What needs to be done ::
Rewrite every line of the records below as a numbered list, leaving out any blank lines.

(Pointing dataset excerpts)
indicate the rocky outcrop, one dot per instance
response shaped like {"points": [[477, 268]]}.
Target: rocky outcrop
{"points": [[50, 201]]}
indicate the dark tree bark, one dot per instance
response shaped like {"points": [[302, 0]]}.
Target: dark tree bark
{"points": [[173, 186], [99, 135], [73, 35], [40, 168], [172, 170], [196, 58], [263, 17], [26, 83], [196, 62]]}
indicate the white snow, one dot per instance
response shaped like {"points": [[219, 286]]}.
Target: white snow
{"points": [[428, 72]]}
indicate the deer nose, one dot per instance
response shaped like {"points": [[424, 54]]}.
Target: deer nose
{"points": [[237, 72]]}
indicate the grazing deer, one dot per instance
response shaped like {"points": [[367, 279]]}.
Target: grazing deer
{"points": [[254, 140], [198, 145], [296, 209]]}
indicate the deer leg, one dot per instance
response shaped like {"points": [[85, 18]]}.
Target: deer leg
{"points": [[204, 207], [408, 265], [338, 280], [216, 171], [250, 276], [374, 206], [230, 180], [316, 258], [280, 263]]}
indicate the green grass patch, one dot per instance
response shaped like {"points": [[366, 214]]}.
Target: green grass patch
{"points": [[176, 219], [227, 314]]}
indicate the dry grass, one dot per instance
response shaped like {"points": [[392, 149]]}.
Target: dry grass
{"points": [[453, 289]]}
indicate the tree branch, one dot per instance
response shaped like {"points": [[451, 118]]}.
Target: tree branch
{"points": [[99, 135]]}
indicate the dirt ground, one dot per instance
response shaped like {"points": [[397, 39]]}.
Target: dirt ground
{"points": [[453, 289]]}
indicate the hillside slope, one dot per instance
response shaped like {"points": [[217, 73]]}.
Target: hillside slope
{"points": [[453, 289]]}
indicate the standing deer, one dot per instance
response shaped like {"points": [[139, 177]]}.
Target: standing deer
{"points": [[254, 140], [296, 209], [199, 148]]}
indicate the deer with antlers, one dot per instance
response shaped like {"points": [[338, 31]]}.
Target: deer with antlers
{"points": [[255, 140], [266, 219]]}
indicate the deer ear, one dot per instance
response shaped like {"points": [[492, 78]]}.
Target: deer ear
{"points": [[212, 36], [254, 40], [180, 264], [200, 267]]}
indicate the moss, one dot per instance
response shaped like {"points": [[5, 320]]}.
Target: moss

Task answer ::
1. indicate the rocky outcrop, one dot per instance
2. response shaped like {"points": [[477, 268]]}.
3. Target: rocky outcrop
4. {"points": [[50, 201]]}
5. indicate the dark tree bark, one dot per instance
6. response shaped like {"points": [[302, 0]]}.
7. Target: dark tree bark
8. {"points": [[173, 186], [99, 135], [73, 35], [40, 168], [172, 170], [196, 58], [263, 17], [26, 83], [196, 62]]}
9. indicate the white snow, one dot per instance
10. response shaped like {"points": [[219, 286]]}.
11. Target: white snow
12. {"points": [[428, 72]]}
13. indicate the deer nose, one dot per instance
14. response shaped like {"points": [[424, 54]]}.
15. Target: deer nose
16. {"points": [[237, 72]]}
17. indicate the grazing deer, one dot per instance
18. response shaped like {"points": [[367, 279]]}.
19. Target: grazing deer
20. {"points": [[254, 140], [198, 145], [296, 209]]}
21. indicate the deer leg, one dot per instance
22. response shaped like {"points": [[85, 18]]}.
23. Target: deer leg
24. {"points": [[204, 207], [408, 265], [338, 280], [216, 171], [250, 276], [374, 206], [230, 180], [316, 258], [280, 263]]}
25. indicate the green grass patch, one dot per instance
26. response shaped like {"points": [[366, 214]]}.
27. Target: green grass patch
28. {"points": [[176, 219], [227, 314]]}
29. indicate the dry grass, one dot per instance
30. response shaped like {"points": [[392, 149]]}.
31. Target: dry grass
32. {"points": [[453, 289]]}
33. indicate the tree branch, one dot per instance
34. response shaped like {"points": [[451, 118]]}.
35. Target: tree branch
36. {"points": [[99, 135]]}
37. indicate the dirt ground, one dot per instance
38. response shaped like {"points": [[397, 39]]}.
39. Target: dirt ground
40. {"points": [[453, 289]]}
41. indicate the hillside slope, one dot per instance
42. response shaped like {"points": [[217, 73]]}.
43. Target: hillside slope
44. {"points": [[453, 289]]}
45. indicate the standing deer, one dot per instance
46. response shaped like {"points": [[139, 177]]}.
47. Target: standing deer
48. {"points": [[254, 140], [296, 209], [199, 148]]}
49. indicate the deer with antlers, one dot per instance
50. response shaped like {"points": [[338, 31]]}.
51. Target: deer with antlers
52. {"points": [[255, 140], [266, 219]]}
53. indicate the deer ear, one dot per instance
54. response shaped like {"points": [[492, 78]]}.
55. Target: deer ear
56. {"points": [[212, 36], [254, 40], [180, 264], [200, 267]]}
57. indicate the moss, one dot per instance
58. response shaped like {"points": [[5, 320]]}.
59. Target: moss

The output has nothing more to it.